- DOCUMENTO

-=-=-

Não constituem início de prova material as declarações emitidas por sindicato de trabalhadores rurais quando, sem a devida homologação do INSS (art. 106, inc. III, da Lei nº 8.213/91), sejam extemporâneas em relação aos fatos declarados, hipótese em que equivalem a meros testemunhos reduzidos a termo. Neste sentido: EDcl nos EDcl no AgRg no REsp 1.010.725/MS, Rel. Ministro MARCO AURÉLIO BELLIZZE, QUINTA TURMA, julgado em 6/11/2012, DJe 19/11/2012; AgRg no REsp 1291466/MG, Rel. Ministro NEWTON TRISOTTO (DESEMBARGADOR CONVOCADO DO TJ/SC), QUINTA TURMA, julgado em 18/11/2014, DJe 24/11/2014; AR 3.202/CE, Rel. Ministro HAMILTON CARVALHIDO, TERCEIRA SEÇÃO, julgado em 23/4/2008, DJe 6/8/2008.
O início de prova material, de outro lado, não precisa abranger todo o período cujo reconhecimento é postulado, bastando ser contemporâneo aos fatos alegados. A prova testemunhal, desde que robusta, é apta a comprovar os claros não cobertos pela prova documental (STJ, AgRg no REsp 1.217.944/PR, Rel. Min. Jorge Mussi, 5ª Turma, julgado em 25/10/2011, DJe 11/11/2011).

-=-=-

- CONJUNTO DE TAREFAS
• 1. Responda às perguntas abaixo com base no documento:
(a) A que equivalem as declarações de sindicato de trabalhadores rurais extemporâneas e sem homologação do INSS?
(b) Qual órgão julgou a AR 3.202/CE?
(c) Segundo o documento, o que basta ao início de prova material, que não precisa abranger todo o período postulado?
• 2. Transcreva fielmente o trecho do documento que se inicia nas palavras "Não constituem início" e termina após "23/4/2008, DJe 6/8/2008.".

- DADOS BRUTOS

-=-=-

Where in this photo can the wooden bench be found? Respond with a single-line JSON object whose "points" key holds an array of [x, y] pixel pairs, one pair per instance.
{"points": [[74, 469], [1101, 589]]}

-=-=-

- EM RESPOSTA
• 1.
(a) A meros testemunhos reduzidos a termo.
(b) A Terceira Seção.
(c) Basta ser contemporâneo aos fatos alegados.

• 2.
Não constituem início de prova material as declarações emitidas por sindicato de trabalhadores rurais quando, sem a devida homologação do INSS (art. 106, inc. III, da Lei nº 8.213/91), sejam extemporâneas em relação aos fatos declarados, hipótese em que equivalem a meros testemunhos reduzidos a termo. Neste sentido: EDcl nos EDcl no AgRg no REsp 1.010.725/MS, Rel. Ministro MARCO AURÉLIO BELLIZZE, QUINTA TURMA, julgado em 6/11/2012, DJe 19/11/2012; AgRg no REsp 1291466/MG, Rel. Ministro NEWTON TRISOTTO (DESEMBARGADOR CONVOCADO DO TJ/SC), QUINTA TURMA, julgado em 18/11/2014, DJe 24/11/2014; AR 3.202/CE, Rel. Ministro HAMILTON CARVALHIDO, TERCEIRA SEÇÃO, julgado em 23/4/2008, DJe 6/8/2008.